▸ TASK TO CARRY OUT
Output all lines exactly.

▸ Extracted records
· · ·
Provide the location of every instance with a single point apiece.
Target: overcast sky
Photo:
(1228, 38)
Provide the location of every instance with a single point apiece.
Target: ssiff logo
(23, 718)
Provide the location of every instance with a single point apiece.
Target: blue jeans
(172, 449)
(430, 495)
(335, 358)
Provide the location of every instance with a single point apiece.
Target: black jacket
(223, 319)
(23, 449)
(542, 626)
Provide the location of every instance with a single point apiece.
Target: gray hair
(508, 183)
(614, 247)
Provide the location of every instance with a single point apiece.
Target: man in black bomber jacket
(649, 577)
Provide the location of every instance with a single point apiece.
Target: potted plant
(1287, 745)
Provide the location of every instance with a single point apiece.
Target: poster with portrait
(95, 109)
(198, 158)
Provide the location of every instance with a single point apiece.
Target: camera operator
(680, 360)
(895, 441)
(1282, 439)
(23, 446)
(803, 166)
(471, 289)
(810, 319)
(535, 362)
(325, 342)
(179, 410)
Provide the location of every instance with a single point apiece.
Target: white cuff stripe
· · ·
▸ WRITTEN SOLUTION
Provide the location of every instance with a single point apiece.
Target: overcast sky
Photo:
(1228, 38)
Provide the location of every instance with a single point apiece.
Target: ssiff logo
(23, 718)
Provide the location of every instance with a single point apiece.
Target: blue jeans
(172, 449)
(430, 495)
(335, 358)
Provide the location of every instance with a single point apiece.
Target: black jacket
(223, 319)
(23, 449)
(542, 626)
Provide the location of every instance with a single point apiece.
Target: gray hair
(508, 183)
(614, 247)
Provide the location of every instance with a single point apiece.
Target: man in black bomber jacket
(649, 577)
Provide the location of every instance with a single point apiece.
Target: potted plant
(1287, 745)
Provide the location of every instance with a single point apiece.
Target: poster with portrait
(95, 109)
(198, 158)
Provide the location of every instance with a single point apiece.
Target: camera operator
(680, 360)
(895, 441)
(1282, 439)
(23, 446)
(803, 166)
(471, 289)
(810, 319)
(535, 362)
(325, 342)
(179, 410)
Provide the location of every instance with a single point apiece.
Target: white cuff stripe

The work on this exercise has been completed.